_Exercise description_
A faithful copy of all the data is required; pictures should not be included.

_Dataset records_
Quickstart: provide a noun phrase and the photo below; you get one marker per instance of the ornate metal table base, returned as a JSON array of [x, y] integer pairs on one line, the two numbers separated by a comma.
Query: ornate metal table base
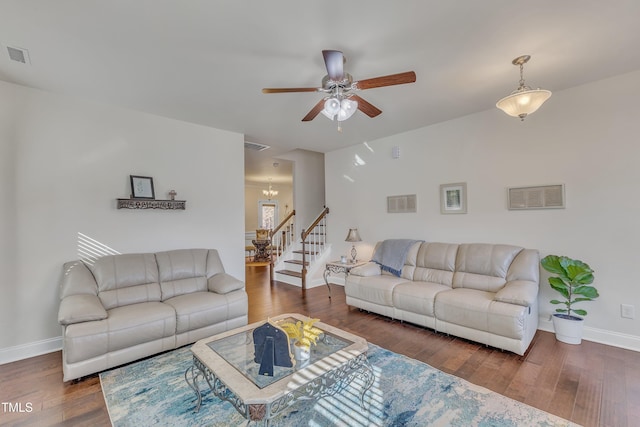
[[327, 384]]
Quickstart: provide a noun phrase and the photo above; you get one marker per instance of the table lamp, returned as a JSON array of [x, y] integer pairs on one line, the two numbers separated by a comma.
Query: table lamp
[[353, 236]]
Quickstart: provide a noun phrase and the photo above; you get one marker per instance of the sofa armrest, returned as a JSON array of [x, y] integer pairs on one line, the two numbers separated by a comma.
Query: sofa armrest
[[520, 292], [80, 308], [366, 270], [223, 283]]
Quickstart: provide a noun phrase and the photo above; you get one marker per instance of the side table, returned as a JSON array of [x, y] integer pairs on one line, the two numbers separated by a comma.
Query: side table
[[339, 267]]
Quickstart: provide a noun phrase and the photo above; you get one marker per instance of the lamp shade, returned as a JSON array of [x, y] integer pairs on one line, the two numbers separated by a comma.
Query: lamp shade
[[353, 236], [347, 108], [523, 102]]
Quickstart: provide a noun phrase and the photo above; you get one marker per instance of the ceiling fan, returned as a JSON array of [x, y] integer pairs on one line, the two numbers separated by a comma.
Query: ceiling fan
[[340, 102]]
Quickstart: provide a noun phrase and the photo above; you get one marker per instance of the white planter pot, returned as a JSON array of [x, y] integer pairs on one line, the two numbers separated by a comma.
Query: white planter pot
[[568, 328]]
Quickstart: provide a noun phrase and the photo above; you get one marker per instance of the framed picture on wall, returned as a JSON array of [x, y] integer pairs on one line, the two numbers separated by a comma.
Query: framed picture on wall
[[453, 198], [142, 187]]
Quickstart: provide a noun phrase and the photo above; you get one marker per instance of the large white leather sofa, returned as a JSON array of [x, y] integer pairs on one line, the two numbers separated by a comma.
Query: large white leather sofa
[[125, 307], [486, 293]]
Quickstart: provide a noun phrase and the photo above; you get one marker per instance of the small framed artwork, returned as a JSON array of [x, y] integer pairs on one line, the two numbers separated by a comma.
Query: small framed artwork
[[142, 187], [453, 198]]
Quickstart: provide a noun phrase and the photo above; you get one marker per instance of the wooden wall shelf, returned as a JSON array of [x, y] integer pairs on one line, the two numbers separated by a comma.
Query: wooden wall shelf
[[152, 204]]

_Answer to the problem_
Quickstart: provide a noun phrase and the photo below; you get one marker per instance of the ornate metal table base, returned as a JSON array of [x, y] integer pairs on one line, the two numbers separated by a comma.
Query: ornate metal table base
[[327, 384]]
Quickstart: provide a noun phrase and the photo above; you get one marker per instance of the table lamp, returned as a JSON array of [x, y] integer pairs on one line, the two numbers separated by a comma.
Query: table lamp
[[353, 236]]
Quickstart: provide a noun phrase and the photo above; you get one marker per instance of the sofa armrest, returned as a JSON array of [x, y] integer pairs on one line, the two numbers separated by a comma.
Query: sofa armrest
[[520, 292], [80, 308], [366, 270], [223, 283]]
Quickstart: provide a noun phrase and the photo above; you get one marker per instance of the side table, returned as a JSON array of [x, y] integer pairs on one line, the two numbers separated by a comma.
Query: side table
[[339, 267]]
Quickstart: provide a noun phrase and the photo above; you get one marker per instance of the lamp shade, returned as a JSON array of [x, y] integer pairs on one line, the two numbers separated by a comma.
Query: lamp shade
[[353, 236], [347, 108], [523, 102]]
Quickstart: provide a noun phrase and the photo above; you get one marker per instance of the ceiling fan, returned as a JSON array of [x, y] integer pairs on one line, the two numbers separated by a comma.
Query: ceiling fan
[[340, 102]]
Quickstart: provide a noun phrase and the photo above; you get one marker per instance of the white planter pot, returned as a JSON array of [x, y] integer pairs on one line, the two numbers separated by a comma.
Query: white planter pot
[[568, 328]]
Quickstart: provide a noun phrase and the photo above; you get one marker per instance of the framed picture on wall, returned as a JSON array of [x, y] integer pairs on one line, the two numbers separated by a comma.
Query: framed picture on wall
[[453, 198], [142, 187]]
Quickstart: provide a noun phrase and the photo above; you get one marker per instance of the large white leather sofa, returned as a JSON array of [x, y] integer pairs on one line, the two numbers separated by a comma.
Query: large white leather sofa
[[125, 307], [486, 293]]
Quickstart: provide a noun phrase and the photo above; you get one marker per instance of the small framed artwork, returned as a JSON array of [x, y] integer pairs on one line, the two numbers separated by a comma.
Query: small framed artwork
[[142, 187], [453, 198]]
Quickstart: provide a noun phrase and the photo above; you get one marker per instance of the wooden wall shelf, returned as a JSON array of [x, y] integer pairs on one line, the two numbers separated by a comma.
Query: wooden wall shelf
[[152, 204]]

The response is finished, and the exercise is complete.